──────── EXTRAIT CHOISI ────────

En me penchant sur le travail de Chaïm je pense aux relations que l’on doit, que l’on peut, avoir avec l’histoire religieuse ou la philologie sacrée : avons nous le droit de traiter de tels textes comme tous les autres ? C’est ce que je fais depuis des décennies , mais la question est ; avons nous le droit de le faire ? Ne courons nous pas le risque de distordre une réalité qui se refuse au couteau de la vérité (Nietzsche ; das Messer der Wahrheit) ? Mais pour Chaïm, la question est tranchée : il faut accorder une certaine véridicité au texte biblique, tout en sachant qu’il ne revendique pas d’historicité absolue. Cette question, cruciale pour nous tous, est à double tranchant : si on renonce à l’historicité (la Bible n’est pas un livre d’histoire), on met en péril l’existence même des personnalités bibliques, mais si on adopte la méthode historienne, on déchire le texte… Chaïm trouve le juste milieu. Notamment quand il aborde plus loin la question de l’école deutéronomique avec son œuvre historique ou prétendue telle…
C’est dans la troisième subdivision du livre, celle consacrée au pays de Canaan que l’on entre vraiment dans le vif du sujet. C’est aussi l’une des plus longues. Les chercheurs se sont longuement interrogés sur cette Terre promise, quasi légendaire, qui n’est que tardivement définie géographique ment, d’une manière assez précise. Certains n’ont pas hésité à dire qu’une telle portion de territoire n’a jamais existé dans la réalité (mais Chaïm pense le contraire). Il est avéré, cependant, que les sept peuplades écartés par les Hébreux pour occuper ce territoire, n’ont pas eu toutes une existence réelle. Certains ont existé mais ont disparu sans laisser de trace.

──────── ENREGISTREMENTS ────────

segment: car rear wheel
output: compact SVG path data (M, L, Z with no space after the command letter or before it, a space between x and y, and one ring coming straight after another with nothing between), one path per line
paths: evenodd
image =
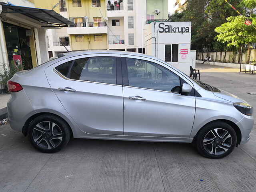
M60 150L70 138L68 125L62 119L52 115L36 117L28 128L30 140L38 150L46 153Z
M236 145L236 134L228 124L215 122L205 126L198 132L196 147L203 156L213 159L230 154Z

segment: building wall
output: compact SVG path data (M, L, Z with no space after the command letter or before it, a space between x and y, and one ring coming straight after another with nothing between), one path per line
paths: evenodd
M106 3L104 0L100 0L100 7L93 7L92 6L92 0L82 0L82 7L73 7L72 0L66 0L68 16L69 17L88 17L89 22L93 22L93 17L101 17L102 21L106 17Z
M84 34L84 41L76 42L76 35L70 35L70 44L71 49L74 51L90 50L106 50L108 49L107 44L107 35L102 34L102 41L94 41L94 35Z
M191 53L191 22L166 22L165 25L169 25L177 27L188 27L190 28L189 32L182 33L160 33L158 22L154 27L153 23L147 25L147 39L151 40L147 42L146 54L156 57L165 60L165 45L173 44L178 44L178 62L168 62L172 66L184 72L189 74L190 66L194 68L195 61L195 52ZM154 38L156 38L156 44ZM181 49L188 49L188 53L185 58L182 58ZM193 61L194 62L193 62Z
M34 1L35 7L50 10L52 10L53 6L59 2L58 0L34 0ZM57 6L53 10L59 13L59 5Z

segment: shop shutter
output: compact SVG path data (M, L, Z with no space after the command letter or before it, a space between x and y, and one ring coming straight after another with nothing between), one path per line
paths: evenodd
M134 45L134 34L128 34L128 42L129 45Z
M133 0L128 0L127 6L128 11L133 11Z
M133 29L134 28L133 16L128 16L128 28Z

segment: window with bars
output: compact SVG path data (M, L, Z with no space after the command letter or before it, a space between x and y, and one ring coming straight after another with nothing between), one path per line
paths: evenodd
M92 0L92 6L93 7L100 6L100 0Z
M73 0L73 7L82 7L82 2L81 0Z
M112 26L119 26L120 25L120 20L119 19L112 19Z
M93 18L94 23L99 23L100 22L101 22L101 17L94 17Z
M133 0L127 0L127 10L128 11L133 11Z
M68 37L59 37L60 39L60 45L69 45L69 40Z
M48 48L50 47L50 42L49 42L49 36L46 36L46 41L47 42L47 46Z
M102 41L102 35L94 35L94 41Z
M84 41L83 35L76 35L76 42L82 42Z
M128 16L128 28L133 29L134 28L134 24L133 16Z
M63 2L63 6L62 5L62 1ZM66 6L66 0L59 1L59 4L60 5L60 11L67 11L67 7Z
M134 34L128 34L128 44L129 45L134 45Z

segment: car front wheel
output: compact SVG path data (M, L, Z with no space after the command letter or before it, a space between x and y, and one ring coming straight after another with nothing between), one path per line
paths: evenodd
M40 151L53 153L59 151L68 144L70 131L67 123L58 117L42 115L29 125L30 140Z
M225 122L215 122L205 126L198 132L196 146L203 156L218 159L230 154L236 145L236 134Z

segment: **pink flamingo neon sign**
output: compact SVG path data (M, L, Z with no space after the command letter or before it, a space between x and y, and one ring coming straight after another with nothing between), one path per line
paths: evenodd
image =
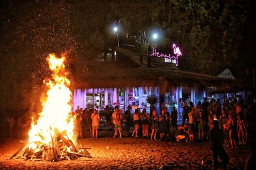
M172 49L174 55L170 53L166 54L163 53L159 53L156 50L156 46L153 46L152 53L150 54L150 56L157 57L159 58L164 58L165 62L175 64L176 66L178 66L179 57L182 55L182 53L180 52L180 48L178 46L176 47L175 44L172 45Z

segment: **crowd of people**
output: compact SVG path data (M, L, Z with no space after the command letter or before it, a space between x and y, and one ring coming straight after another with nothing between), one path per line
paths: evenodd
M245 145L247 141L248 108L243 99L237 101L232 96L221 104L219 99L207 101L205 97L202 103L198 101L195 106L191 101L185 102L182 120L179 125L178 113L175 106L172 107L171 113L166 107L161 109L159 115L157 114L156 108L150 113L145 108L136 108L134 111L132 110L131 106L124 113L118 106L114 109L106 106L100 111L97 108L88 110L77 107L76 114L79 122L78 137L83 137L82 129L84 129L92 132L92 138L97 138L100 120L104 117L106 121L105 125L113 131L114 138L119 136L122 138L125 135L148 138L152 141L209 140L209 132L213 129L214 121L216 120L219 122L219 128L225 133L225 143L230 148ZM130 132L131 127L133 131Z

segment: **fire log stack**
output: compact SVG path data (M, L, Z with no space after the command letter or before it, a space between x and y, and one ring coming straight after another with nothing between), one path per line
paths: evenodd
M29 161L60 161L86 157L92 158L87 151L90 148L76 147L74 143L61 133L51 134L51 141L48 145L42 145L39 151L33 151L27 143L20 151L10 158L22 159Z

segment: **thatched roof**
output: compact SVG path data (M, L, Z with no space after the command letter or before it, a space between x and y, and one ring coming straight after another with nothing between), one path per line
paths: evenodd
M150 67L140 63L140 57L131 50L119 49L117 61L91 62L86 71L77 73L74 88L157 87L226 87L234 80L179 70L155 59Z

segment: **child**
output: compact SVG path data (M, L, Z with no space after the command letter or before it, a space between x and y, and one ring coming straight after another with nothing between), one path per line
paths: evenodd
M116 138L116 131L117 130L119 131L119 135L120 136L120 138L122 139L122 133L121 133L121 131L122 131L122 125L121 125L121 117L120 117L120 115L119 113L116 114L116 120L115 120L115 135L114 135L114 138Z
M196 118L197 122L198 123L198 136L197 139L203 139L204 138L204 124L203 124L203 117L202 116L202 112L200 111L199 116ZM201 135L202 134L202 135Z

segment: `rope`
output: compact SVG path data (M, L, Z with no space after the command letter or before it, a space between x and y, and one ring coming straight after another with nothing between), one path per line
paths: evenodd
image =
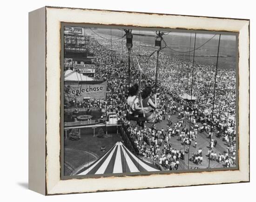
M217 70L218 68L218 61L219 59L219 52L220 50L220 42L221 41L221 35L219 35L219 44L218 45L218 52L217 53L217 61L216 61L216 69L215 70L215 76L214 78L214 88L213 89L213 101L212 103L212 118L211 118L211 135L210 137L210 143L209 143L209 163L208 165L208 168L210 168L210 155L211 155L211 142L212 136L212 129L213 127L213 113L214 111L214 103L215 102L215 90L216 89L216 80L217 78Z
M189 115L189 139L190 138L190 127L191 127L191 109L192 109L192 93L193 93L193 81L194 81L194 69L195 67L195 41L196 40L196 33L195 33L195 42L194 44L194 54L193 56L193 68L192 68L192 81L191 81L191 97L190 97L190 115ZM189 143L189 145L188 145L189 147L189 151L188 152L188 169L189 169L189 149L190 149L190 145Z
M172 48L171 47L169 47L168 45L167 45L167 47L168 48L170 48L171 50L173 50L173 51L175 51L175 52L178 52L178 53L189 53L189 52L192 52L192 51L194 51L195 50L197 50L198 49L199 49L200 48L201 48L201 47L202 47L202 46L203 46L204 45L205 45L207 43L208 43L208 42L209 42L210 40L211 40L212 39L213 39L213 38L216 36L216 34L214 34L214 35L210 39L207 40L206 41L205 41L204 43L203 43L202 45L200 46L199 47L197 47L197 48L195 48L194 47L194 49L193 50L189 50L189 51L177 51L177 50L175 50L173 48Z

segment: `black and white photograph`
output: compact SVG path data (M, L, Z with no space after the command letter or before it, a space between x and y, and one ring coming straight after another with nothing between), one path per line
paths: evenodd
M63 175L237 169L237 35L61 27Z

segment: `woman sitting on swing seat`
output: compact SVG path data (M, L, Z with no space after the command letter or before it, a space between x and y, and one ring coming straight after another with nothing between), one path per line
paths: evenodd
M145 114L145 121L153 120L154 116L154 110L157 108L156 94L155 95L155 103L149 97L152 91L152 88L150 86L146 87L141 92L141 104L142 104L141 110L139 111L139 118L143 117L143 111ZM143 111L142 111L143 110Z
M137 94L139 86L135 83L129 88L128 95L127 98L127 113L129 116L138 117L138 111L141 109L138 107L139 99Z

────────

## CONSIGNE
D'après l'extrait choisi, quelle est la position de Chaïm sur l'existence réelle du territoire de la Terre promise ?

## RÉSULTAT ATTENDU
Contrairement à ceux qui affirment que ce territoire n'a jamais existé, Chaïm pense qu'il a réellement existé.